[Excerpts from segmentation records]
-.-.-
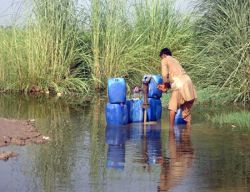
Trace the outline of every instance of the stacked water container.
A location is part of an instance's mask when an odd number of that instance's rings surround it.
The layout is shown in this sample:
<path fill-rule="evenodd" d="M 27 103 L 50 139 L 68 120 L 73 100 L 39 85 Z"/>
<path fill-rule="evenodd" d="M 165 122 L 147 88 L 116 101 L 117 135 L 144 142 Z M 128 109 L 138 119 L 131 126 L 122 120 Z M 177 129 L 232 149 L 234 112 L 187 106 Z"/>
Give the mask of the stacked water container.
<path fill-rule="evenodd" d="M 162 92 L 157 88 L 157 86 L 162 82 L 163 80 L 160 75 L 151 76 L 151 80 L 149 82 L 149 90 L 148 90 L 148 103 L 149 103 L 149 108 L 147 109 L 148 121 L 158 121 L 159 119 L 161 119 Z"/>
<path fill-rule="evenodd" d="M 128 124 L 126 92 L 126 82 L 124 78 L 111 78 L 108 80 L 109 102 L 106 105 L 107 125 Z"/>

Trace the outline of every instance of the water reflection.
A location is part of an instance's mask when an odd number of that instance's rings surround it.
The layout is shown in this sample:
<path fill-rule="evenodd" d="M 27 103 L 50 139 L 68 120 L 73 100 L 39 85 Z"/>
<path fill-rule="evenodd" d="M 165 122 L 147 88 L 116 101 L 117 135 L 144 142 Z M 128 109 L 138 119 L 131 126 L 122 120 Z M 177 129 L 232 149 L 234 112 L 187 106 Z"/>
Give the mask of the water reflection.
<path fill-rule="evenodd" d="M 107 168 L 123 170 L 125 164 L 125 142 L 127 129 L 119 126 L 106 127 L 106 143 L 108 144 Z"/>
<path fill-rule="evenodd" d="M 248 191 L 249 134 L 212 127 L 200 111 L 192 141 L 167 119 L 105 129 L 104 103 L 0 95 L 1 117 L 34 118 L 51 138 L 2 149 L 19 156 L 0 162 L 0 191 Z"/>
<path fill-rule="evenodd" d="M 176 126 L 169 131 L 169 159 L 162 159 L 158 191 L 168 191 L 179 184 L 187 174 L 193 158 L 194 149 L 190 139 L 190 128 Z"/>

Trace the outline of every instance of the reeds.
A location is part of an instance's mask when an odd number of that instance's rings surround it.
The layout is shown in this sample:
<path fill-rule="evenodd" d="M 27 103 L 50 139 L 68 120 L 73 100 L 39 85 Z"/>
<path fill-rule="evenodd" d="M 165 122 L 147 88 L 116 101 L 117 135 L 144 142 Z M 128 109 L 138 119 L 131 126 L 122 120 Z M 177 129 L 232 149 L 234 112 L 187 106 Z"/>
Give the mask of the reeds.
<path fill-rule="evenodd" d="M 70 74 L 80 60 L 79 30 L 73 1 L 33 1 L 23 27 L 1 29 L 1 89 L 86 92 L 87 84 Z"/>
<path fill-rule="evenodd" d="M 0 31 L 2 90 L 86 93 L 105 88 L 110 77 L 132 86 L 160 73 L 165 46 L 186 63 L 191 58 L 190 25 L 171 0 L 91 0 L 81 15 L 73 0 L 32 2 L 25 26 Z"/>
<path fill-rule="evenodd" d="M 174 0 L 32 2 L 24 26 L 0 29 L 2 91 L 88 93 L 110 77 L 131 87 L 160 73 L 158 52 L 169 47 L 196 85 L 213 90 L 209 98 L 249 101 L 248 0 L 199 0 L 191 16 Z"/>
<path fill-rule="evenodd" d="M 198 1 L 201 53 L 193 74 L 202 86 L 230 92 L 224 100 L 250 100 L 249 10 L 249 0 Z"/>

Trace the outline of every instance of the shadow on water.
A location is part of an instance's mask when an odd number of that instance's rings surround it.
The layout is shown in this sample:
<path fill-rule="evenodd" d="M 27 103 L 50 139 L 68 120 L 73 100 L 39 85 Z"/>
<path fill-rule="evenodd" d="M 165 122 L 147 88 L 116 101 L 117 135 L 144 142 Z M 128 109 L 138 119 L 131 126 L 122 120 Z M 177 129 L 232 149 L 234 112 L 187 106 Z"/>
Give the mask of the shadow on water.
<path fill-rule="evenodd" d="M 131 124 L 127 127 L 107 126 L 106 143 L 107 168 L 124 170 L 125 146 L 129 140 L 140 144 L 140 164 L 147 172 L 153 165 L 160 166 L 159 182 L 155 191 L 169 191 L 181 182 L 187 174 L 194 159 L 194 149 L 190 139 L 190 129 L 185 126 L 175 126 L 169 132 L 167 143 L 168 154 L 163 153 L 161 123 L 155 125 Z"/>
<path fill-rule="evenodd" d="M 0 191 L 247 191 L 250 137 L 206 122 L 210 108 L 169 132 L 165 112 L 146 127 L 106 126 L 104 102 L 0 95 L 0 117 L 35 119 L 51 138 L 0 148 L 19 153 L 0 161 Z"/>

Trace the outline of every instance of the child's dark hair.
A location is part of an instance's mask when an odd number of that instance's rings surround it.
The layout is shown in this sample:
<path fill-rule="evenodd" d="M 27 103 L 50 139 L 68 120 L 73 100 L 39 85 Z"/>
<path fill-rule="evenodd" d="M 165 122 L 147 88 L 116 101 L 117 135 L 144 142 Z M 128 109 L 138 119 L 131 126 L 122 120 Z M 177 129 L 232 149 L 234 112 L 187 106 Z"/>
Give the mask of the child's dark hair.
<path fill-rule="evenodd" d="M 170 51 L 169 48 L 163 48 L 160 52 L 160 57 L 165 54 L 165 55 L 169 55 L 169 56 L 172 56 L 172 52 Z"/>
-.-.-
→ **YOUR OBJECTIVE**: Reproduce, word for word, only the lines from the one that contains "Trace the outline of every instance of the child's" through the final line.

→ **FINAL RESULT**:
Trace the outline of every instance of the child's dark hair.
A location is part of an instance's mask when an odd number of that instance's rings surround it.
The layout is shown in this sample:
<path fill-rule="evenodd" d="M 27 103 L 50 139 L 68 120 L 73 100 L 39 85 Z"/>
<path fill-rule="evenodd" d="M 165 122 L 147 88 L 116 101 L 117 135 L 144 142 Z M 128 109 L 138 119 L 131 126 L 122 120 Z M 177 129 L 232 149 L 234 112 L 187 106 Z"/>
Give the mask of the child's dark hair.
<path fill-rule="evenodd" d="M 170 51 L 169 48 L 163 48 L 160 52 L 160 57 L 165 54 L 165 55 L 169 55 L 169 56 L 172 56 L 172 52 Z"/>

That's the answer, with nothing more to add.